> [WHAT TO WORK ON]: Write out precisely the lines beginning with the line that contains "If you could mark the backlit" and ending with the last line of the entries, and no other lines.
- - - - -
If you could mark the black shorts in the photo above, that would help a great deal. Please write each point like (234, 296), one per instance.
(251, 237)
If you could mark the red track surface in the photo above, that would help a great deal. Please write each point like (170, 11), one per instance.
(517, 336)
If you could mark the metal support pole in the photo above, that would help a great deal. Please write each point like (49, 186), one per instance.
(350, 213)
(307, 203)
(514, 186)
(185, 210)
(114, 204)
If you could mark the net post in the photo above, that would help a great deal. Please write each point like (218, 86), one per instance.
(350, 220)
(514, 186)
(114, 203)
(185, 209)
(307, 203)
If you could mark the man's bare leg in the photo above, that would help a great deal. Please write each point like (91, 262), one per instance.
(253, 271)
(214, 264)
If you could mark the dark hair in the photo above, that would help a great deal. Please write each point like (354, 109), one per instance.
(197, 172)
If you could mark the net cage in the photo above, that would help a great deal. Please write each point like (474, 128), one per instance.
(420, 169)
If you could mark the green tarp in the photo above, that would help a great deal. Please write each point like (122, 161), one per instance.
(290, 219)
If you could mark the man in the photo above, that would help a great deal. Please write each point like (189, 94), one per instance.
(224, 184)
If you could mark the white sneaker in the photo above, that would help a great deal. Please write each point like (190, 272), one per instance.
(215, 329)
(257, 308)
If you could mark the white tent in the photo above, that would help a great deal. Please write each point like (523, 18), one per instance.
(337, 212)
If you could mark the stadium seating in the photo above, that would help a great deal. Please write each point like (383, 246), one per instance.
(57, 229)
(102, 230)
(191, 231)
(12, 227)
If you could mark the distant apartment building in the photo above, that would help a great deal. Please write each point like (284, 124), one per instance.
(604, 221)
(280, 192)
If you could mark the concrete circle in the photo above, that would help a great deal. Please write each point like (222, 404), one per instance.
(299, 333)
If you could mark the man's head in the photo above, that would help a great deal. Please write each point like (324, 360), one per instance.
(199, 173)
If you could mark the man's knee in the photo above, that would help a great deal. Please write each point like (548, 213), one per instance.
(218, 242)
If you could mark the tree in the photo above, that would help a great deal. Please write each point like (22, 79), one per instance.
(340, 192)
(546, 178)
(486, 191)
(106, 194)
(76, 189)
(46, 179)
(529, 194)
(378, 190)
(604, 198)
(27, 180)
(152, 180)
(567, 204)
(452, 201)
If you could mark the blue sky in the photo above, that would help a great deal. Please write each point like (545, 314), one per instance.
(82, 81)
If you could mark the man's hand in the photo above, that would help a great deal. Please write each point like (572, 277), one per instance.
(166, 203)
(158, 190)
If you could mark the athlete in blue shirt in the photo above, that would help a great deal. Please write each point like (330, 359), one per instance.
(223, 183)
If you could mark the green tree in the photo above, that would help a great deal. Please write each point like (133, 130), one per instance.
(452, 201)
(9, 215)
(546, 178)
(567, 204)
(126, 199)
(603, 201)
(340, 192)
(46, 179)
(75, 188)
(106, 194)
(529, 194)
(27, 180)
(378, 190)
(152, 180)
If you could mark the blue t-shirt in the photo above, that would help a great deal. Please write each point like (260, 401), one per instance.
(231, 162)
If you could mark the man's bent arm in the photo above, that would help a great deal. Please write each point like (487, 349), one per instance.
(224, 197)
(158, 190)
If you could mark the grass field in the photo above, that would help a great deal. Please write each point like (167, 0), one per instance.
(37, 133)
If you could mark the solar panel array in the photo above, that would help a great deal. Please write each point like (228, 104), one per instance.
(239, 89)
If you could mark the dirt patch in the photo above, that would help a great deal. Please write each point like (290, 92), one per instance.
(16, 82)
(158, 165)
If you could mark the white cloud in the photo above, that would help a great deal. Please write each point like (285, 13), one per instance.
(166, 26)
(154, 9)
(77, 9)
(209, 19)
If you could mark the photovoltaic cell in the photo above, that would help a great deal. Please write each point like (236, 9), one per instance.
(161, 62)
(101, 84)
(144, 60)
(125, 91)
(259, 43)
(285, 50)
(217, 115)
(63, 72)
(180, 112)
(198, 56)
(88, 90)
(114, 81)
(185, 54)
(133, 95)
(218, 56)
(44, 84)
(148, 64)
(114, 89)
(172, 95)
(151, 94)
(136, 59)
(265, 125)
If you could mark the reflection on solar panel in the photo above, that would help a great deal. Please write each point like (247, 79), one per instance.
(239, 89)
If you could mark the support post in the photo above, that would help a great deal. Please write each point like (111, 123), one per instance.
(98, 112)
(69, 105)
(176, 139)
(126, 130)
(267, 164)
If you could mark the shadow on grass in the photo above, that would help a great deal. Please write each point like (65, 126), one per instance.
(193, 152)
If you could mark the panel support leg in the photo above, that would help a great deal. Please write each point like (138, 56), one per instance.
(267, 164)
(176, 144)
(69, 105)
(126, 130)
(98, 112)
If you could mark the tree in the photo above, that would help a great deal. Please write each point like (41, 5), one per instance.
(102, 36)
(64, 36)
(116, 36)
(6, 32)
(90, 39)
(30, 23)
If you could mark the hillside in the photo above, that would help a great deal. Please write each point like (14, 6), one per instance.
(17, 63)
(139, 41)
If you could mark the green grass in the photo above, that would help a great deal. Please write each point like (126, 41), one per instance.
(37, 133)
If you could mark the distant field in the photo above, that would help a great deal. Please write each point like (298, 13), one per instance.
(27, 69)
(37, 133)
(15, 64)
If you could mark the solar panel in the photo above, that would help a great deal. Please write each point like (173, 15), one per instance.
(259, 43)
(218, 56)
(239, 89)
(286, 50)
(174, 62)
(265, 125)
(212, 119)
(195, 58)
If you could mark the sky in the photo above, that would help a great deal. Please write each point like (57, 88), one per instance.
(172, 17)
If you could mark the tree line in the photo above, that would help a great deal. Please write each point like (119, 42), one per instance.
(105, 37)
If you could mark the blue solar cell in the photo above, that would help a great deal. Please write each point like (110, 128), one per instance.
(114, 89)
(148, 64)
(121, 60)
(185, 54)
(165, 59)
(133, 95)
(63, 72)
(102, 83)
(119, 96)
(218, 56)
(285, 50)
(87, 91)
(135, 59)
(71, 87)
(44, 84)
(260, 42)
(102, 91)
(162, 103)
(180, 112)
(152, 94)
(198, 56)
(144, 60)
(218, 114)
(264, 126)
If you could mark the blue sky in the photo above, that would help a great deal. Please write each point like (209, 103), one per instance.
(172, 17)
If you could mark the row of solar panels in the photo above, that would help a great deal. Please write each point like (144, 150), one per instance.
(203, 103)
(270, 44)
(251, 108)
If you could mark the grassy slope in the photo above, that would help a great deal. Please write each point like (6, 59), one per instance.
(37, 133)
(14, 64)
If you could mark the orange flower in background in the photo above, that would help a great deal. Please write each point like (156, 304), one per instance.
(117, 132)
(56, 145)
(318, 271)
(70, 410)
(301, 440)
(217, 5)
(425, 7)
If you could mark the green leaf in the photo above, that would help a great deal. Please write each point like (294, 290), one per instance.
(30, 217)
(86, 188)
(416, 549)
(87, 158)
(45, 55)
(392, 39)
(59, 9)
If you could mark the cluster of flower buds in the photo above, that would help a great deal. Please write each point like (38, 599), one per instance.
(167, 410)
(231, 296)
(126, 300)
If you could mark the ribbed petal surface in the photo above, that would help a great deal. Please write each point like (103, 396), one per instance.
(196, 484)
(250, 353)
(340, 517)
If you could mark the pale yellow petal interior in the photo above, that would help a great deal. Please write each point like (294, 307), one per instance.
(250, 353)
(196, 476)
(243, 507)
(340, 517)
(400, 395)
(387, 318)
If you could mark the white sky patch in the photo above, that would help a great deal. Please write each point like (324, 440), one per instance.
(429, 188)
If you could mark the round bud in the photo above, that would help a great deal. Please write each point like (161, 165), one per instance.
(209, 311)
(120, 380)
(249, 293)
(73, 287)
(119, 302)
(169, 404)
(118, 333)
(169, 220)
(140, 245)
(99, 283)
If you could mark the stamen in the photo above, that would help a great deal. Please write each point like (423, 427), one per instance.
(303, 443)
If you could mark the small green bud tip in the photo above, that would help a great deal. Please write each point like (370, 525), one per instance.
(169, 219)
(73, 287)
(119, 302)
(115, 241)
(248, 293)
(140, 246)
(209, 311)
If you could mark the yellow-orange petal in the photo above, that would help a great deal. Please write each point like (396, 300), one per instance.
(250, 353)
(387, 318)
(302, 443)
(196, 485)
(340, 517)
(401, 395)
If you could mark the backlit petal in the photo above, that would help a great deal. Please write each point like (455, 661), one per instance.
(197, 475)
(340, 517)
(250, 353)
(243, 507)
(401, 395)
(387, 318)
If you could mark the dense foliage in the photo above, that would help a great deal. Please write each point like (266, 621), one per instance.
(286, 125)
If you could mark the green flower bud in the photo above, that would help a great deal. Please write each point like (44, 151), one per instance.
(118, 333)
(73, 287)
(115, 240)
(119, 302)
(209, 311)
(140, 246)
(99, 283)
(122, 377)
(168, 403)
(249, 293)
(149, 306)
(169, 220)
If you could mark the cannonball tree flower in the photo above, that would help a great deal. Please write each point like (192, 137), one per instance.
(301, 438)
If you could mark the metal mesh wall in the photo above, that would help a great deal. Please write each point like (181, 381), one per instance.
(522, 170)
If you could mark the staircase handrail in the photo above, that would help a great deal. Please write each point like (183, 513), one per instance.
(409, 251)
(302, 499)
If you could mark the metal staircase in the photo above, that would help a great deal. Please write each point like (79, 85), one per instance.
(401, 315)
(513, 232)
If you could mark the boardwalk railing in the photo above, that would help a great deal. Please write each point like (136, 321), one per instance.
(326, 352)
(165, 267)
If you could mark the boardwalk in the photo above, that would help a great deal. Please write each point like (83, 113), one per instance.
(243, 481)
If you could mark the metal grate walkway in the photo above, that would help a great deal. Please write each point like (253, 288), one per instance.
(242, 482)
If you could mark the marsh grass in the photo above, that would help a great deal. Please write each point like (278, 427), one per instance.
- - - - -
> [THE REPLY]:
If you could mark the backlit petal in the photo above, that would help a great deal. Please write each point like (455, 661), one per instance.
(197, 475)
(340, 517)
(250, 353)
(243, 507)
(401, 395)
(387, 318)
If you could mark the dense foliage in the photo above, that would help a great deal. Please write each point like (266, 621), one per instance.
(286, 125)
If you could mark the green flower bud in the photo above, that would help a great deal. Please write each point like (44, 151), one per instance.
(118, 333)
(73, 287)
(115, 240)
(119, 302)
(209, 311)
(140, 246)
(99, 283)
(122, 377)
(168, 403)
(249, 293)
(149, 306)
(169, 220)
If you could mark the cannonball tree flower in the photo above, that would help a great deal. Please write each point like (192, 137), one per instance.
(301, 438)
If you could mark the metal mesh wall in the photo above, that would help a great deal. Please write each point like (181, 381), one per instance.
(522, 170)
If you could mark the staircase handrail in the photo above, that would help a great deal. Please write each point like (183, 513), one per instance.
(409, 251)
(302, 499)
If you could mark the metal staircase in the photo above, that would help a great deal. Please write each point like (79, 85), one per instance.
(401, 315)
(513, 232)
If you could mark the boardwalk railing in the photo above, that would help a great deal. Please write each point like (136, 321), one per instance.
(326, 352)
(165, 267)
If you could mark the boardwalk in the photo above, that would help a great deal. Please write each point like (83, 113), one per instance.
(243, 481)
If you could mark the metal grate walkway in the photo above, that would help a great deal. Please write each point like (253, 288), one per instance.
(242, 482)
If you could mark the marsh grass in the photo above, that would help a great deal. Please write each point like (278, 427), one per instance.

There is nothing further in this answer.